Retype all the lines below word for word, omitting the pictures.

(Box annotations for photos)
·····
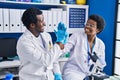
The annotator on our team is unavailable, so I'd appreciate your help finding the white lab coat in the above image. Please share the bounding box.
[63,32,106,80]
[17,30,61,80]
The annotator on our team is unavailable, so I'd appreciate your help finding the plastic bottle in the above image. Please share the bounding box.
[4,73,13,80]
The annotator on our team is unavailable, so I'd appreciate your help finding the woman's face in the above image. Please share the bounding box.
[84,19,99,36]
[35,15,45,32]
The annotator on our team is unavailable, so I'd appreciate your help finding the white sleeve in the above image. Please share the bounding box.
[17,39,61,67]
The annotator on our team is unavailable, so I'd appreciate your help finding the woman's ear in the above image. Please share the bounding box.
[30,23,35,28]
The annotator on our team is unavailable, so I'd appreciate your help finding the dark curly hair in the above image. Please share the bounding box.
[21,8,42,29]
[88,14,105,33]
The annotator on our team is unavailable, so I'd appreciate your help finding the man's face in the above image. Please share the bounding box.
[35,15,45,33]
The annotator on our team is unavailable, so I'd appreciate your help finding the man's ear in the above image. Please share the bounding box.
[30,23,35,28]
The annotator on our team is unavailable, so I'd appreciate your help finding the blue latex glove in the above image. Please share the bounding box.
[54,73,62,80]
[54,22,69,44]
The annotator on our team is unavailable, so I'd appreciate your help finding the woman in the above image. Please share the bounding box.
[63,15,106,80]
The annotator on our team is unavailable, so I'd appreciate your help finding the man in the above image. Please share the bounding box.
[17,8,65,80]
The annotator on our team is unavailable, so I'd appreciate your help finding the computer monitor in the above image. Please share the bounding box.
[0,38,17,61]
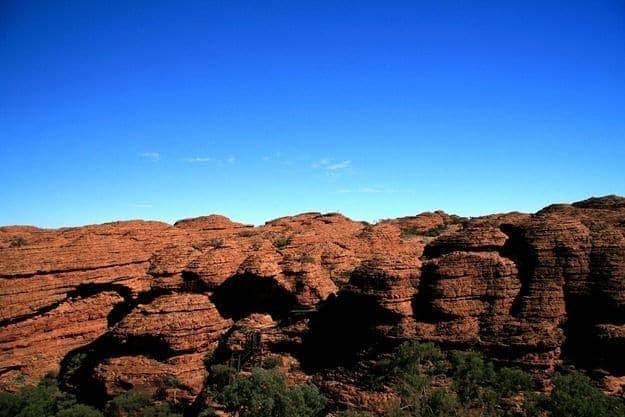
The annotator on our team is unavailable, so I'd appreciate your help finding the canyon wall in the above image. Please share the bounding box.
[0,196,625,403]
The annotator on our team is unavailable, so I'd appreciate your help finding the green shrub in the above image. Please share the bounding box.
[208,364,237,389]
[420,388,461,417]
[216,368,326,417]
[56,404,103,417]
[545,372,625,417]
[105,390,152,417]
[262,355,282,369]
[451,352,495,404]
[334,410,375,417]
[0,377,102,417]
[494,367,534,397]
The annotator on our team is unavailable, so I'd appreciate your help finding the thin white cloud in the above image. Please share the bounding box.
[184,156,213,164]
[336,186,412,194]
[360,187,378,193]
[324,161,352,171]
[311,158,352,172]
[260,152,293,166]
[139,152,161,162]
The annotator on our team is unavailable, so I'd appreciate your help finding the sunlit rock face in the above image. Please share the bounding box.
[0,196,625,403]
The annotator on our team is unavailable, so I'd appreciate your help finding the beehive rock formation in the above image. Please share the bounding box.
[0,196,625,402]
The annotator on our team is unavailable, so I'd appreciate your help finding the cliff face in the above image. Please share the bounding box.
[0,197,625,402]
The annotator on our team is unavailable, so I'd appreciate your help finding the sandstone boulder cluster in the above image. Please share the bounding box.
[0,196,625,403]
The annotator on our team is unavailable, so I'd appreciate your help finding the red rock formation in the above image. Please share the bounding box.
[0,197,625,402]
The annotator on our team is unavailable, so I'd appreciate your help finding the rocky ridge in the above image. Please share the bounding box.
[0,196,625,403]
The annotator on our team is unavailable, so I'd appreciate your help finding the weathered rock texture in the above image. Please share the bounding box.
[0,196,625,403]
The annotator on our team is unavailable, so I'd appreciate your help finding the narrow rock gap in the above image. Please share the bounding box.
[301,290,400,371]
[211,274,299,321]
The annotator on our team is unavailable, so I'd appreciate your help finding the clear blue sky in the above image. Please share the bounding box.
[0,0,625,227]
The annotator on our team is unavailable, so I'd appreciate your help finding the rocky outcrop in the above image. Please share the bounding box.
[0,196,625,402]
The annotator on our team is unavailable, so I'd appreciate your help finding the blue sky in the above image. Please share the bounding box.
[0,0,625,227]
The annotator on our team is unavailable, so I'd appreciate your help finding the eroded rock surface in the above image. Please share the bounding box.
[0,196,625,402]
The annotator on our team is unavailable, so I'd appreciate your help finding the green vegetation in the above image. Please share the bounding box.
[0,341,625,417]
[273,235,293,249]
[9,236,28,248]
[212,367,326,417]
[352,342,625,417]
[0,377,182,417]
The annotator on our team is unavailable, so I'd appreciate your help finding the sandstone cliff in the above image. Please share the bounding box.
[0,196,625,403]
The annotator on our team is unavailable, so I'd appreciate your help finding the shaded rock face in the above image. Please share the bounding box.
[0,196,625,403]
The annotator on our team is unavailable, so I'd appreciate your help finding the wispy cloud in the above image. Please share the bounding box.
[336,186,411,194]
[311,158,352,177]
[184,156,213,164]
[139,152,161,162]
[260,152,293,166]
[323,161,352,171]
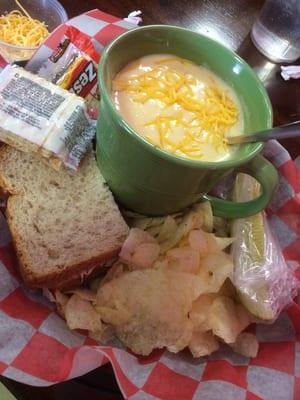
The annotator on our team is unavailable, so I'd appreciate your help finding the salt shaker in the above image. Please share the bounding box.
[251,0,300,63]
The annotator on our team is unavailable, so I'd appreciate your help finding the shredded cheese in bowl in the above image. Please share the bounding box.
[113,56,241,159]
[0,0,49,47]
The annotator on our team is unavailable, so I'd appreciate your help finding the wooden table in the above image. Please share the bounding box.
[1,0,300,400]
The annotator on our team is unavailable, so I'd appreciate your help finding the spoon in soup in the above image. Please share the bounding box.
[226,121,300,144]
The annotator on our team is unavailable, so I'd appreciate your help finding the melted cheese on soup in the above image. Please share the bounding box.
[112,54,243,161]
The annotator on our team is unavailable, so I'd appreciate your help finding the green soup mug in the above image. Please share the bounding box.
[97,25,278,218]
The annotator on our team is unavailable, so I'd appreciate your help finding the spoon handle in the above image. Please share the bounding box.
[226,121,300,144]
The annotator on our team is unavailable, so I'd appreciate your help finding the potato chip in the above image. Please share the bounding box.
[208,296,251,343]
[166,247,200,273]
[189,331,220,357]
[197,252,233,293]
[131,243,160,269]
[189,294,217,332]
[65,288,96,301]
[54,290,69,317]
[230,332,259,358]
[65,294,102,331]
[97,269,203,355]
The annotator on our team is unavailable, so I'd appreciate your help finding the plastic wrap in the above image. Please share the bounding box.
[38,26,100,119]
[231,174,299,322]
[0,65,96,169]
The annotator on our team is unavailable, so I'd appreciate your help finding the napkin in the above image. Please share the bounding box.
[281,65,300,81]
[0,10,300,400]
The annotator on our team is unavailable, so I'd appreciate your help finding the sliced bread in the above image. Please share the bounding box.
[0,145,128,288]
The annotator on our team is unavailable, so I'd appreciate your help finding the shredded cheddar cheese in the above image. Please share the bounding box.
[113,57,239,159]
[0,0,49,47]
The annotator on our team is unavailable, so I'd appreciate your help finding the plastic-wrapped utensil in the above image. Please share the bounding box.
[231,174,299,321]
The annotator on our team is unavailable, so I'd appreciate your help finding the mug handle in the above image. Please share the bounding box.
[203,156,278,218]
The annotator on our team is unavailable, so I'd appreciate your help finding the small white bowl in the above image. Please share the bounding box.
[0,0,68,62]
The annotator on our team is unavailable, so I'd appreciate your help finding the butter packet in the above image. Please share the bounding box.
[37,26,100,119]
[0,65,96,170]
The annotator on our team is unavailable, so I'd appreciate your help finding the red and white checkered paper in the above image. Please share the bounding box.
[0,10,300,400]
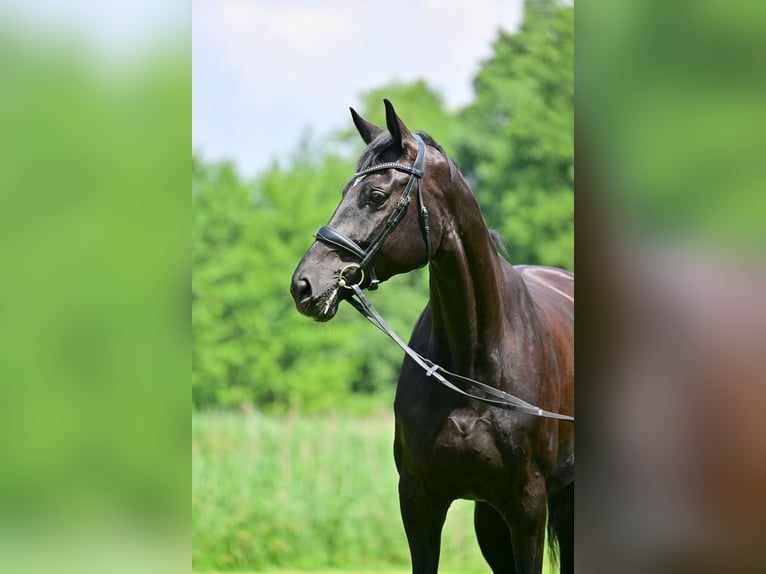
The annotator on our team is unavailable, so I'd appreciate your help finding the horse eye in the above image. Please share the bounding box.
[369,191,387,205]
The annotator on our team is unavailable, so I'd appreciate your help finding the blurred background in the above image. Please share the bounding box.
[192,0,574,572]
[0,0,191,573]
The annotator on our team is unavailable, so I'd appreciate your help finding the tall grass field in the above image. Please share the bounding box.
[192,412,547,573]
·····
» THE SOLUTION
The annotator on our team is unavailable, so I'd appreciate your help finding the white lab coat in the above image. Please share the bounding box.
[63,32,106,80]
[17,30,61,80]
The annotator on our team is unavailable, so I'd appreciate your help finding the plastic bottle in the above image. Please share the bounding box.
[4,73,13,80]
The annotator on our team is unavailable, so I'd appreciate your help finding the woman's face in the above image. Please share the bounding box.
[84,19,99,36]
[35,15,45,32]
The annotator on our team is unavailable, so I'd appreciate your help finding the white sleeve in the above image. Please share the bounding box.
[17,39,61,67]
The annotator on our team is unavailable, so I'd appreciate your help finding the woman's ear in the above image. Please share the bounding box.
[30,23,35,28]
The annotator on our team is unavailable, so I'd appreciate your help finding the dark curly hair in the above image. Please share the bounding box.
[21,8,42,29]
[88,14,105,33]
The annotator on our team is unavailable, so I'd appreciate your help finding the man's face in the above image. Please share the bounding box.
[35,15,45,33]
The annotator on our team is unavailable, so I'd appreciate your help finding the man's ear in the above image. Please share the bounding box.
[30,23,35,28]
The annotator on our team is unavailable, so I'd appreciate your help finding the blue latex glove in the above image. Please share the bounding box.
[54,73,62,80]
[54,22,69,44]
The annotator on our team is unavailable, so I'd appreciate your help finding the woman in the above image. Please share the bounding box.
[63,15,106,80]
The annotator on our team is unavailable, so I'd appreciate your help finding the man in the above image. Please share the bounding box.
[17,8,65,80]
The annotator on our team is unavailable, so I'd appreciate your help finding the computer monitor in the above image. Please share the bounding box.
[0,38,17,61]
The annotator on our team is unavailable, so I'd appreciate your help finding the canyon wall in the above image. Please share the bounding box.
[0,196,625,403]
The annotator on our team is unavailable, so I'd appreciate your help finding the green shrub in the above image. Please share the bounding box.
[208,364,237,389]
[420,388,461,417]
[216,368,326,417]
[56,404,103,417]
[545,372,625,417]
[105,390,152,417]
[262,355,282,369]
[451,352,495,404]
[334,410,375,417]
[0,377,102,417]
[494,367,534,397]
The annotator on our team is unavailable, so I'd appreciate your help finding the thin white cloud in the above image. Please share the bounding box.
[184,156,213,164]
[336,186,412,194]
[360,187,378,193]
[324,161,352,171]
[311,158,352,172]
[260,152,293,166]
[139,152,161,162]
The annotator on our team is unavailable, so I'd appreciate your help finding the sunlit rock face in the above image. Please share the bounding box.
[0,196,625,403]
The annotator on our team is unavailable, so I'd appreciate your help finding the beehive rock formation in the above image. Please share the bounding box.
[0,196,625,402]
The annotator on our team is unavailable, so I'd appreciate your help finding the cliff face in the above image. Please share the bounding box.
[0,197,625,402]
The annotator on our team is unavailable, so I'd appreciate your help finding the sandstone boulder cluster in the above image. Please share the bounding box.
[0,196,625,403]
The annotator on our team is unavailable, so I'd appreciate your help finding the red rock formation in the above image. Please share the bounding box.
[0,197,625,402]
The annotator on our team is unavailable, so I'd appreciate your help finding the rocky ridge in the above image. Please share the bounding box.
[0,196,625,403]
The annotator on our team is unavailable, so I'd appreciate your help finding the weathered rock texture in the above image. Please share the bounding box.
[0,196,625,403]
The annotator on our team is unavailable, so I'd appreciate your help finding the narrow rock gap in the above image. Please share the bounding box.
[301,290,400,371]
[211,274,299,321]
The annotator on our team is unavailable, so I'd appreciate your help finding the clear blue sky in the above image. Please share the bounding box.
[0,0,625,227]
The annotator on our team is unavailable, so I'd appreciate your help finding the rocky outcrop in the above image. Please share the bounding box.
[0,196,625,402]
The annotator on our team is unavailable, so I'd appreciate your help finding the blue sky in the above image. Please share the bounding box.
[0,0,625,227]
The annotator on our team is unavailable, so I'd appreciate your help finding the eroded rock surface in the above image. Please share the bounding box.
[0,196,625,402]
The annotator on our team is unavailable, so I'd appreciate your help finding the green vegetation in the above image. Please share the bounding box.
[0,341,625,417]
[273,235,293,249]
[9,236,28,248]
[212,367,326,417]
[352,342,625,417]
[0,377,182,417]
The annotator on our team is unavailable, so I'd appreciate your help finding the sandstone cliff in the above image. Please share the bounding box.
[0,196,625,403]
The annotator on our team is unavailable, so I'd appreciate your help finding the shaded rock face in the above image. Please share the bounding box.
[0,196,625,403]
The annotator on our team is unavailable, so I'd appreciate your help finding the wispy cloud in the above image. Please share the bounding box.
[336,186,411,194]
[311,158,352,177]
[184,156,213,164]
[139,152,161,162]
[260,152,293,166]
[323,161,352,171]
The annotator on our team is unavailable, so I'd appreciate your help finding the salt shaker in the above image. Please share the bounding box.
[251,0,300,63]
The annotator on our team is unavailable, so I'd appreciate your help finding the shredded cheese in bowl in the above image. Please share the bounding box.
[113,56,241,159]
[0,0,49,47]
The annotator on our team is unavailable, so I'd appreciate your help finding the wooden table in the above image. Please share the bounding box.
[1,0,300,400]
The annotator on our team is unavailable, so I'd appreciate your help finding the spoon in soup in the above image. Please share the bounding box.
[226,121,300,144]
The annotator on our team is unavailable, so I'd appreciate your help finding the melted cheese on soup in the above image. Please share the bounding box.
[112,54,243,161]
The annotator on our team is unavailable, so I'd appreciate your help finding the green soup mug in the above image. Please share the bounding box.
[97,25,278,218]
The annotator on our team is unavailable, so I'd appreciate your help finding the spoon handle in the above image. Please share the bounding box.
[226,121,300,144]
The annotator on our team is unavailable, so I'd appreciate your help finding the potato chip in the above image. Please share the bounding box.
[208,296,251,343]
[166,247,200,273]
[189,331,220,357]
[197,252,233,293]
[131,243,160,269]
[189,294,217,332]
[65,288,96,301]
[54,290,69,317]
[230,332,259,358]
[65,294,102,331]
[97,269,203,355]
The annotator on our team is unavailable, so I'd appreciate your help finding the plastic wrap in the above image. Please share the bounding box.
[38,26,100,119]
[231,174,299,322]
[0,65,96,169]
The annotator on our team is unavailable, so I'd appreciate your help finding the napkin in the above image. Please share the bounding box.
[281,65,300,81]
[0,10,300,400]
The annotator on our team is unavailable, so I'd appreciate your help finding the sliced bread in the above image. Please share the bounding box.
[0,145,128,288]
The annotator on our team is unavailable, so I'd appreciate your help finding the shredded cheddar cheese in the above image. Please share the bounding box.
[113,57,239,159]
[0,0,49,47]
The annotator on our team is unavailable, so I'd appreciate your help finding the plastic-wrapped utensil in the above image. Please share the bounding box.
[231,174,299,321]
The annotator on our team is unavailable, so I'd appreciate your help finding the mug handle in the above image. Please share the bounding box.
[203,156,278,218]
The annotator on our team is unavailable, so I'd appreciate your help finding the small white bowl in the above image. Please share the bounding box.
[0,0,68,62]
The annotator on our team is unavailable, so I'd appreciate your help finding the butter packet in the above image. Please share the bounding box.
[37,26,100,119]
[0,65,96,170]
The annotator on our team is unavailable, so I'd appreciate your help finding the red and white checkered paper in the above image. Please share the bounding box.
[0,10,300,400]
The annotator on our team is unavailable, so I'd appreciate your help finding the horse eye in the above image. Please share the bounding box.
[369,191,387,205]
The annotator on our team is unavailable, so I'd appreciate your help finding the blurred background in the above image. Please share the bounding box.
[192,0,574,572]
[0,0,191,573]
The annotator on our team is unavailable, so I'd appreciate your help finding the tall grass field in the above image. Please share the bounding box.
[192,412,547,573]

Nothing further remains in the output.